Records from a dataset
━━━━━━━━━━━━━━━━━━━━━━━━━━━━━━

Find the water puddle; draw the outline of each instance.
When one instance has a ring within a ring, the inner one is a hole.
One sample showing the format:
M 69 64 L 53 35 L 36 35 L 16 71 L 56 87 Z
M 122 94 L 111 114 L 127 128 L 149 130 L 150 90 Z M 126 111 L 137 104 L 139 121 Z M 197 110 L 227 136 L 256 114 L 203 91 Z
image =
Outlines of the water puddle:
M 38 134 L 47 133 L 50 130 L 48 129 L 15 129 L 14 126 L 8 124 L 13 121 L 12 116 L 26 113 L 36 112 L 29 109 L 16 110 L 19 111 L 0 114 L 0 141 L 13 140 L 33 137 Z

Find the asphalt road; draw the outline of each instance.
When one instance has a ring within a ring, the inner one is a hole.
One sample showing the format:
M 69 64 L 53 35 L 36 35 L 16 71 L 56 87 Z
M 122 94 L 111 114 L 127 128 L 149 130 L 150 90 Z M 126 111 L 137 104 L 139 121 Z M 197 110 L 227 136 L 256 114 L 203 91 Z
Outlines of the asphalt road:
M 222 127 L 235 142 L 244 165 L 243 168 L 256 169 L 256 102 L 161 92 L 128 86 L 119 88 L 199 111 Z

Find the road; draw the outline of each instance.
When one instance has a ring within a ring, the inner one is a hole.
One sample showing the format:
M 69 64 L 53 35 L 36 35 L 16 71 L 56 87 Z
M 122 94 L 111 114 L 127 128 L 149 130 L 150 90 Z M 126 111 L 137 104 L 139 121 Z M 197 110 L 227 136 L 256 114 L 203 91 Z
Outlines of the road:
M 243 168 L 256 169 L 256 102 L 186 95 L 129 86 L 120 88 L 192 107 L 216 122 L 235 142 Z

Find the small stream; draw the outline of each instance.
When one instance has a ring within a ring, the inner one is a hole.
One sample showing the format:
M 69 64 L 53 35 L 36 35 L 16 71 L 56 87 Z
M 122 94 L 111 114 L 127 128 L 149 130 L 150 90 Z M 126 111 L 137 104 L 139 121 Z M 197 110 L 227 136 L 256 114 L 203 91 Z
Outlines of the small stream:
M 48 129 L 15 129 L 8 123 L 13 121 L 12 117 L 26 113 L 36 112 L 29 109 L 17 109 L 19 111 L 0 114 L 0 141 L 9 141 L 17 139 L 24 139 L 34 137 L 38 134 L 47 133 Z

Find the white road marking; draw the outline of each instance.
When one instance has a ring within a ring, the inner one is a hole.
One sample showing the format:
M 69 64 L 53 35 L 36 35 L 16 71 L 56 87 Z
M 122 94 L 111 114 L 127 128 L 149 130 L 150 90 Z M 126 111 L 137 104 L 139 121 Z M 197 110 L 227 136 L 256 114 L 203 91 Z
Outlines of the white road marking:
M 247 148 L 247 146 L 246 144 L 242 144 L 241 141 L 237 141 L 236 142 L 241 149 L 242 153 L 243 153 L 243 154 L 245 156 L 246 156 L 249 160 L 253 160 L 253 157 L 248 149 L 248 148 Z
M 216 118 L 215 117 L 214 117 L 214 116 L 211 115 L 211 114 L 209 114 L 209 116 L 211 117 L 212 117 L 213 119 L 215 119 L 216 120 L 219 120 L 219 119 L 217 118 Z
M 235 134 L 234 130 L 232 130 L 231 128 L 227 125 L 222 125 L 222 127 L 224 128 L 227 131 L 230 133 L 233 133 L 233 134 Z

━━━━━━━━━━━━━━━━━━━━━━━━━━━━━━

WHAT IS ASKED
Rewrite every line of the records above as a numbered list, skipping the blank lines.

SOLUTION BELOW
1. Find the water puddle; draw the outline of each instance.
2. When one instance has a ring within a ring, the inner one is a hole.
3. One sample showing the format:
4. M 69 64 L 53 35 L 36 35 L 16 71 L 56 87 Z
5. M 122 94 L 111 114 L 127 128 L 149 130 L 150 90 Z M 126 111 L 137 104 L 139 121 Z M 197 110 L 227 136 L 256 114 L 203 91 Z
6. image =
7. Outlines of the water puddle:
8. M 38 134 L 47 133 L 50 130 L 48 129 L 15 129 L 14 126 L 8 124 L 13 121 L 12 116 L 26 113 L 36 112 L 29 109 L 16 110 L 19 111 L 0 114 L 0 141 L 13 140 L 33 137 Z
9. Find the asphalt road; draw the outline of each instance.
10. When one instance has a ring within a ring, the inner one is a hole.
11. One sample showing the format:
12. M 69 64 L 53 35 L 36 35 L 16 71 L 56 87 Z
13. M 122 94 L 111 114 L 127 128 L 149 130 L 150 90 Z M 126 111 L 137 104 L 139 121 Z M 197 110 L 227 136 L 256 114 L 203 91 Z
14. Outlines of the asphalt road:
15. M 222 127 L 235 142 L 244 165 L 243 168 L 256 169 L 256 102 L 161 92 L 128 86 L 119 88 L 199 111 Z
16. Find the road; draw the outline of each instance.
17. When one instance has a ring within a ring, the inner one is a hole.
18. One sample showing the format:
19. M 69 64 L 53 35 L 36 35 L 16 71 L 56 87 Z
20. M 122 94 L 111 114 L 127 128 L 149 130 L 150 90 Z M 126 111 L 137 104 L 139 121 Z M 197 110 L 227 136 L 256 114 L 203 91 Z
21. Outlines of the road:
22. M 243 168 L 256 169 L 256 102 L 186 95 L 129 86 L 120 88 L 192 107 L 216 122 L 235 142 Z
23. Find the small stream; draw the outline of each instance.
24. When one instance has a ring within a ring, the inner one is a hole.
25. One sample showing the format:
26. M 69 64 L 53 35 L 36 35 L 16 71 L 56 87 Z
27. M 122 94 L 111 114 L 127 128 L 149 130 L 150 90 Z M 126 111 L 137 104 L 139 121 Z M 197 110 L 227 136 L 256 114 L 203 91 Z
28. Outlines of the small stream:
29. M 48 129 L 15 129 L 8 123 L 13 121 L 12 117 L 26 113 L 36 112 L 29 109 L 17 109 L 19 111 L 0 114 L 0 141 L 9 141 L 17 139 L 24 139 L 34 137 L 38 134 L 47 133 Z
30. Find the white road marking; draw the outline of each instance.
31. When one instance has a ring within a ring, the inner one is a hole.
32. One sample showing the format:
33. M 69 64 L 53 35 L 36 35 L 16 71 L 56 87 Z
34. M 122 94 L 111 114 L 127 128 L 149 130 L 150 90 Z M 126 111 L 137 104 L 139 121 Z M 197 110 L 227 136 L 256 114 L 203 91 Z
35. Outlines of the white road marking:
36. M 247 148 L 247 146 L 246 144 L 242 144 L 241 141 L 237 141 L 236 142 L 241 149 L 242 153 L 243 153 L 243 154 L 245 156 L 246 156 L 249 160 L 253 160 L 253 157 L 248 149 L 248 148 Z
37. M 216 118 L 215 117 L 214 117 L 214 116 L 211 115 L 211 114 L 209 114 L 209 116 L 211 117 L 212 117 L 213 119 L 215 119 L 216 120 L 219 120 L 219 119 L 217 118 Z
38. M 235 134 L 234 130 L 232 130 L 231 128 L 227 125 L 222 125 L 222 127 L 224 128 L 227 131 L 230 133 L 233 133 L 233 134 Z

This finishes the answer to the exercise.